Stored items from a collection
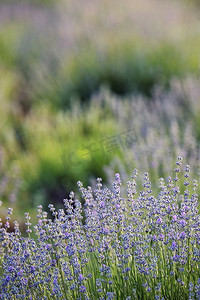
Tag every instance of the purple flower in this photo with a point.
(182, 235)
(82, 289)
(159, 221)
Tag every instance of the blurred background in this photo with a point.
(89, 88)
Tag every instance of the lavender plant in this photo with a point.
(134, 246)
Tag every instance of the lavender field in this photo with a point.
(99, 149)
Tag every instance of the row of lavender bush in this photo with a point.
(133, 245)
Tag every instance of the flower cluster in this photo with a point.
(116, 246)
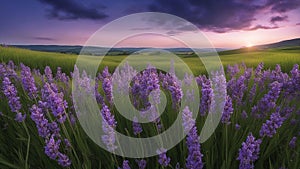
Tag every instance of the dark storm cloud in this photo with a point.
(278, 19)
(71, 10)
(44, 38)
(223, 16)
(261, 27)
(282, 6)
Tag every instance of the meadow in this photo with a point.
(259, 128)
(286, 57)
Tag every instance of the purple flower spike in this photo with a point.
(207, 93)
(137, 128)
(292, 143)
(163, 159)
(63, 160)
(19, 117)
(107, 84)
(228, 111)
(52, 147)
(126, 165)
(269, 128)
(48, 74)
(28, 81)
(249, 152)
(141, 163)
(108, 126)
(194, 159)
(10, 92)
(268, 101)
(55, 101)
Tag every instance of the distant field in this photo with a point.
(286, 57)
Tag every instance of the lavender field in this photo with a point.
(259, 126)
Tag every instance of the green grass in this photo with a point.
(286, 57)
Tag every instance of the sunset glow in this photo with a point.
(55, 22)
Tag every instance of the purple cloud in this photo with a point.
(275, 19)
(224, 16)
(72, 10)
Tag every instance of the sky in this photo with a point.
(225, 23)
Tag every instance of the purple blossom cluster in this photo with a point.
(163, 159)
(269, 128)
(270, 92)
(194, 159)
(268, 102)
(249, 152)
(10, 92)
(172, 84)
(108, 126)
(28, 81)
(55, 101)
(228, 111)
(106, 80)
(206, 94)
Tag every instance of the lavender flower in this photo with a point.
(237, 126)
(137, 128)
(141, 163)
(108, 126)
(63, 160)
(125, 165)
(48, 74)
(52, 148)
(10, 92)
(107, 85)
(232, 70)
(207, 93)
(292, 143)
(268, 101)
(194, 159)
(228, 111)
(162, 158)
(28, 81)
(269, 128)
(249, 152)
(187, 120)
(55, 101)
(19, 117)
(244, 114)
(171, 83)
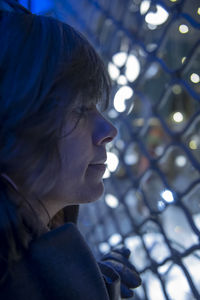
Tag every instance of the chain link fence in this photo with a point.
(151, 202)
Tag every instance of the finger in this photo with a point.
(125, 291)
(124, 251)
(120, 258)
(128, 277)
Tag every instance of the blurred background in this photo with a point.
(151, 202)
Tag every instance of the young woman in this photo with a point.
(53, 91)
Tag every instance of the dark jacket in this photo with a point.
(60, 266)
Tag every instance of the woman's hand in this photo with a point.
(118, 260)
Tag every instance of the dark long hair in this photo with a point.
(44, 66)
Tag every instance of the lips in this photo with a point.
(98, 167)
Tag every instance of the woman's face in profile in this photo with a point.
(83, 154)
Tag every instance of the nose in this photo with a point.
(104, 133)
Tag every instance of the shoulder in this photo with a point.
(59, 265)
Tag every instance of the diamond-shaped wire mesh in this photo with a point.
(151, 202)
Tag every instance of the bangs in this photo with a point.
(85, 73)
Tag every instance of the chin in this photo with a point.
(92, 194)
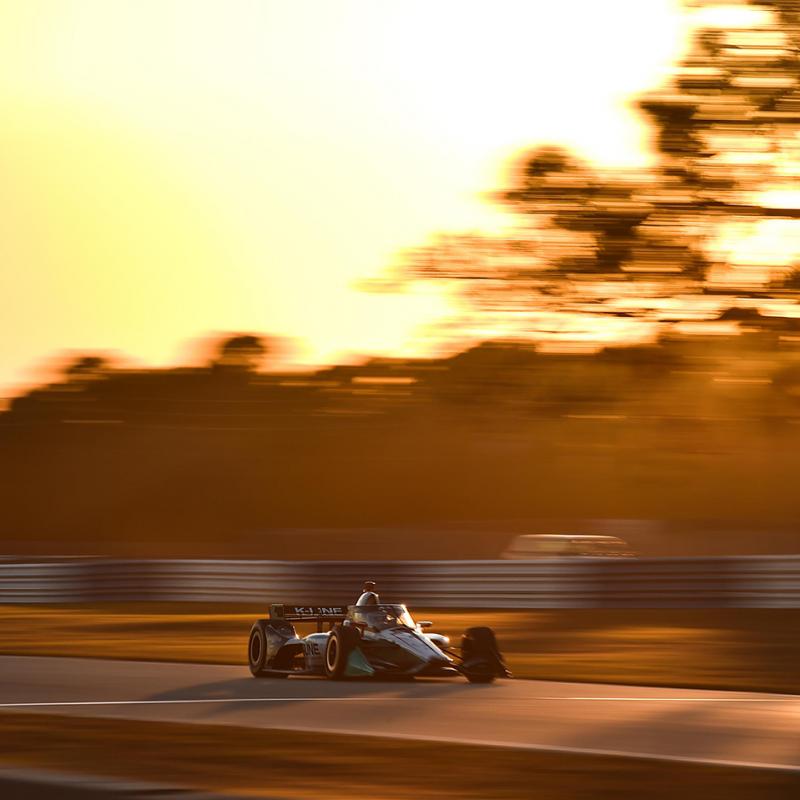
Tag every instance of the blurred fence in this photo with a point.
(743, 582)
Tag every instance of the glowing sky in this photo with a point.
(176, 168)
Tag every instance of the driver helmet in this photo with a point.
(369, 597)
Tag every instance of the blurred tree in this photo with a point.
(726, 139)
(242, 353)
(86, 368)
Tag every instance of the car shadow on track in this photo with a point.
(275, 693)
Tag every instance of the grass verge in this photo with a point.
(287, 764)
(746, 649)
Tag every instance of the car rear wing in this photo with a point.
(318, 614)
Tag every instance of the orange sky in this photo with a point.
(176, 168)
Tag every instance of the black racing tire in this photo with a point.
(342, 640)
(257, 652)
(480, 655)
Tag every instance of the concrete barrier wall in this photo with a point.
(743, 582)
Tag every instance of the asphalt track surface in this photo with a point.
(740, 728)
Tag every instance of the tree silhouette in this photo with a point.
(241, 353)
(726, 138)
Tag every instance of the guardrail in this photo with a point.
(738, 581)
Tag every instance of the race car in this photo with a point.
(367, 639)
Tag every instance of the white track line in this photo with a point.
(201, 700)
(544, 748)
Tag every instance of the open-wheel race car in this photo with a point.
(367, 639)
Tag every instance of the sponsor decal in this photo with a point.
(316, 611)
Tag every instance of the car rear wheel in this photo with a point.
(257, 649)
(481, 659)
(341, 641)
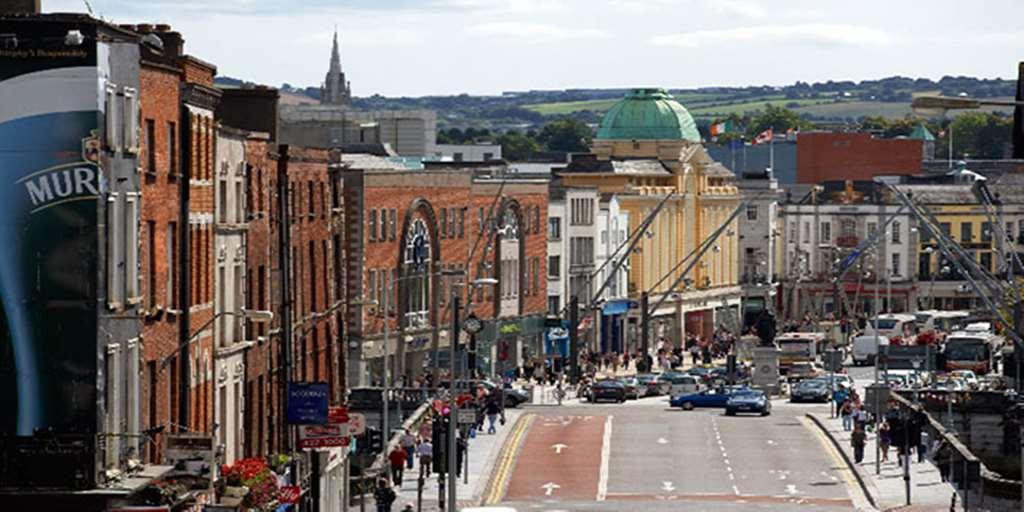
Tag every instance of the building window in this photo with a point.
(967, 231)
(986, 261)
(553, 305)
(172, 150)
(554, 228)
(554, 267)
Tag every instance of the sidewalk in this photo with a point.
(482, 453)
(928, 492)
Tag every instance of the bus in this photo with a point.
(974, 349)
(798, 347)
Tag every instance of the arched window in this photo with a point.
(416, 270)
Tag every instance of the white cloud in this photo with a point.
(821, 34)
(535, 33)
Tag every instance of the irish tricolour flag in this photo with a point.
(720, 128)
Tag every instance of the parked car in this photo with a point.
(802, 371)
(811, 390)
(634, 389)
(607, 390)
(968, 377)
(684, 384)
(713, 397)
(748, 400)
(652, 386)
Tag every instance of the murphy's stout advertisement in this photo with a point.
(50, 185)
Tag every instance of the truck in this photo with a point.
(798, 347)
(973, 349)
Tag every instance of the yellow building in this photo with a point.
(646, 148)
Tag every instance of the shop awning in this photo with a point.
(617, 306)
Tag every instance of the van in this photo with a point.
(865, 348)
(684, 384)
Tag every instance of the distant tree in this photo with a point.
(566, 135)
(778, 119)
(516, 146)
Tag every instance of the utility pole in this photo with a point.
(644, 324)
(453, 459)
(284, 254)
(573, 340)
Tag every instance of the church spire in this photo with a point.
(336, 89)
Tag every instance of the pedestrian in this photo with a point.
(397, 459)
(857, 439)
(492, 410)
(408, 443)
(384, 496)
(885, 439)
(426, 453)
(847, 413)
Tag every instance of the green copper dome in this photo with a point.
(648, 115)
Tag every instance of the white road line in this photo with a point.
(602, 478)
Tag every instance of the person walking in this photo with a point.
(492, 410)
(426, 453)
(384, 496)
(397, 460)
(857, 439)
(408, 443)
(885, 439)
(847, 413)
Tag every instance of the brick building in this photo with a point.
(859, 157)
(406, 228)
(160, 80)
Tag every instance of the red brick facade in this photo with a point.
(160, 109)
(455, 207)
(828, 157)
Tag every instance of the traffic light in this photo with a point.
(375, 440)
(439, 441)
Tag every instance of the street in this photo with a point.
(643, 455)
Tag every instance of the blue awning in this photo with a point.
(617, 306)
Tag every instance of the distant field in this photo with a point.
(749, 107)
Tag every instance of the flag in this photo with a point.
(720, 128)
(763, 137)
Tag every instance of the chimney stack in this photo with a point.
(1018, 137)
(19, 7)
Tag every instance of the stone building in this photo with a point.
(648, 150)
(409, 231)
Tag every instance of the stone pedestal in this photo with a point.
(765, 374)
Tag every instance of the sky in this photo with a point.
(443, 47)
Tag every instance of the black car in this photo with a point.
(612, 390)
(811, 390)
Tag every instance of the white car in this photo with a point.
(967, 377)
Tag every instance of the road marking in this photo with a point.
(499, 478)
(852, 487)
(602, 478)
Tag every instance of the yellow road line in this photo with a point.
(852, 486)
(499, 477)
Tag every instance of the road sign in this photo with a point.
(307, 402)
(356, 423)
(337, 415)
(289, 495)
(467, 416)
(315, 436)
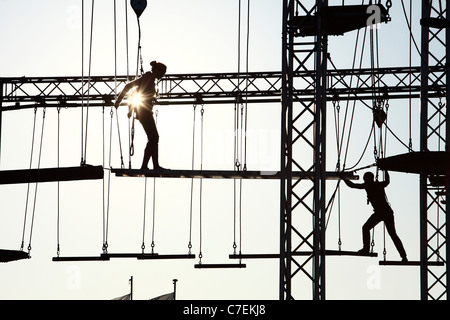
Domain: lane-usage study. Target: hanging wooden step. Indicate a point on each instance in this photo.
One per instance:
(149, 256)
(430, 163)
(12, 255)
(220, 266)
(338, 20)
(51, 174)
(410, 263)
(302, 253)
(224, 174)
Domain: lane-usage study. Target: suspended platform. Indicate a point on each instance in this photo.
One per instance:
(224, 174)
(12, 255)
(430, 163)
(51, 174)
(410, 263)
(302, 253)
(139, 256)
(337, 20)
(220, 266)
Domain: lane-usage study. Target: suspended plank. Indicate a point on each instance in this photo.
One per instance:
(149, 256)
(432, 163)
(337, 20)
(51, 174)
(220, 266)
(302, 253)
(410, 263)
(81, 258)
(12, 255)
(224, 174)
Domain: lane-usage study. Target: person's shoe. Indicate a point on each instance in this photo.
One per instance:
(364, 251)
(159, 168)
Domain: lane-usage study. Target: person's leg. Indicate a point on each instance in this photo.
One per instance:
(151, 149)
(369, 225)
(390, 227)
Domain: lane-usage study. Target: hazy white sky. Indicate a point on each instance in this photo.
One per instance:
(43, 38)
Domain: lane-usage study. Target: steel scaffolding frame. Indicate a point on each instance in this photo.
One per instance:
(302, 88)
(434, 134)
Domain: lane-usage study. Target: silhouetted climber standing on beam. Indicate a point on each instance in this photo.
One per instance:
(382, 211)
(146, 96)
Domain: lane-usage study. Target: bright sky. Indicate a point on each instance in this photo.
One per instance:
(43, 38)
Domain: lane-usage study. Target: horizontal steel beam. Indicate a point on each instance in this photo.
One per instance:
(223, 174)
(217, 88)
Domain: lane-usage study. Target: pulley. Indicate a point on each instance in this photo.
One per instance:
(138, 6)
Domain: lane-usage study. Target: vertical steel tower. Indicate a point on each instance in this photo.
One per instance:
(434, 134)
(302, 201)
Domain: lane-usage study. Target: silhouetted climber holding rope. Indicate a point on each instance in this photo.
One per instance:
(382, 211)
(142, 104)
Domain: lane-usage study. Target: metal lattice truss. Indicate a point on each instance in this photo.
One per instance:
(214, 88)
(435, 132)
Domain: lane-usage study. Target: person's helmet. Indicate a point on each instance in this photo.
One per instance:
(159, 69)
(368, 177)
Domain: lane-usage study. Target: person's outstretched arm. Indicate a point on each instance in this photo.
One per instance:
(353, 185)
(125, 90)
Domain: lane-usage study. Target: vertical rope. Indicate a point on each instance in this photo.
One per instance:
(28, 185)
(82, 82)
(58, 189)
(89, 83)
(192, 181)
(36, 188)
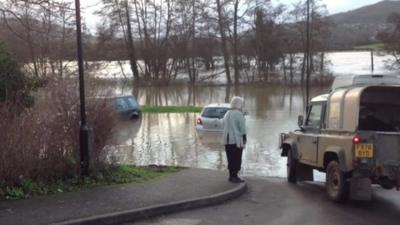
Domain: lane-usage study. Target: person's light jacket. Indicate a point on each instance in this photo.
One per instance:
(234, 128)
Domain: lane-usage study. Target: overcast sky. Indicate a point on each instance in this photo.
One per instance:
(333, 6)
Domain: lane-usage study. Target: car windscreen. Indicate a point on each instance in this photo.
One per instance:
(131, 101)
(214, 112)
(125, 103)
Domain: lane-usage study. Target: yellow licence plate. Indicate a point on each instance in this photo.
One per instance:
(364, 150)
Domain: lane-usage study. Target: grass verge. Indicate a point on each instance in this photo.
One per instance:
(115, 174)
(171, 109)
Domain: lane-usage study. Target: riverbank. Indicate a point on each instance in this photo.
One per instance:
(107, 175)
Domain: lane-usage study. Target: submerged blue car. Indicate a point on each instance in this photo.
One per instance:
(127, 107)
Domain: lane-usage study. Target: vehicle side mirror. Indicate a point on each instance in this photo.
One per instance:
(300, 120)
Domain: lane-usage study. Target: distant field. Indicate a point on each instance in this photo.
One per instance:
(375, 47)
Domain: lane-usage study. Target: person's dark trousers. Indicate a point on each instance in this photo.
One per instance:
(234, 156)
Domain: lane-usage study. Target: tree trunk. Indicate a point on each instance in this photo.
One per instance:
(131, 46)
(223, 43)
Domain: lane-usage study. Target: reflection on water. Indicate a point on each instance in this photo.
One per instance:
(171, 139)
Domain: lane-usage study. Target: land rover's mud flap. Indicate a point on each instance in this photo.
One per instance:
(360, 189)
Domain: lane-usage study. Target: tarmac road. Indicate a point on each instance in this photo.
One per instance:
(273, 201)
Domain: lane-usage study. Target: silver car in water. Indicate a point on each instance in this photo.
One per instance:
(211, 117)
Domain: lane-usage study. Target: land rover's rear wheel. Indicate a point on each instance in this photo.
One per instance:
(291, 168)
(336, 185)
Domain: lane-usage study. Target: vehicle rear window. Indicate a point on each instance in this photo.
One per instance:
(214, 112)
(380, 109)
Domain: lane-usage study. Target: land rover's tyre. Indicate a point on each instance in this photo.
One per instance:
(291, 168)
(336, 185)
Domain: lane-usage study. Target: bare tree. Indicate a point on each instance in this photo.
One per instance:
(222, 30)
(391, 36)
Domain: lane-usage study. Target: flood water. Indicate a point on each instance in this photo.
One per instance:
(171, 139)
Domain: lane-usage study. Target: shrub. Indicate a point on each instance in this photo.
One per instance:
(43, 141)
(15, 87)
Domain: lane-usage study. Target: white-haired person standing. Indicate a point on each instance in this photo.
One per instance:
(235, 137)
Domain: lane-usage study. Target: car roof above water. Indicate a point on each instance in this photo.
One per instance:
(218, 105)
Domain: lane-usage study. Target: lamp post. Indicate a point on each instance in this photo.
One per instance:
(308, 58)
(84, 130)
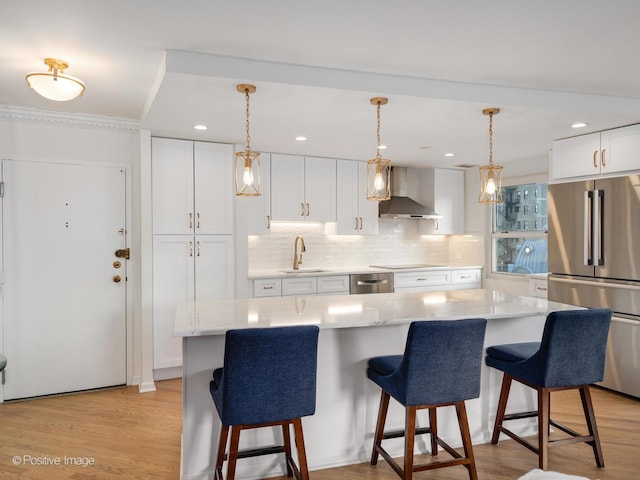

## EXERCISE DETAILS
Pull out every line of the records that includes the string "climber".

## TASK SOLUTION
Domain: lane-usage study. Target: silhouetted climber standing on beam. Indicate a point on each instance in this photo.
Domain: lane-usage study. Target: silhouetted climber holding rope. Indicate a point on each instance in this photo.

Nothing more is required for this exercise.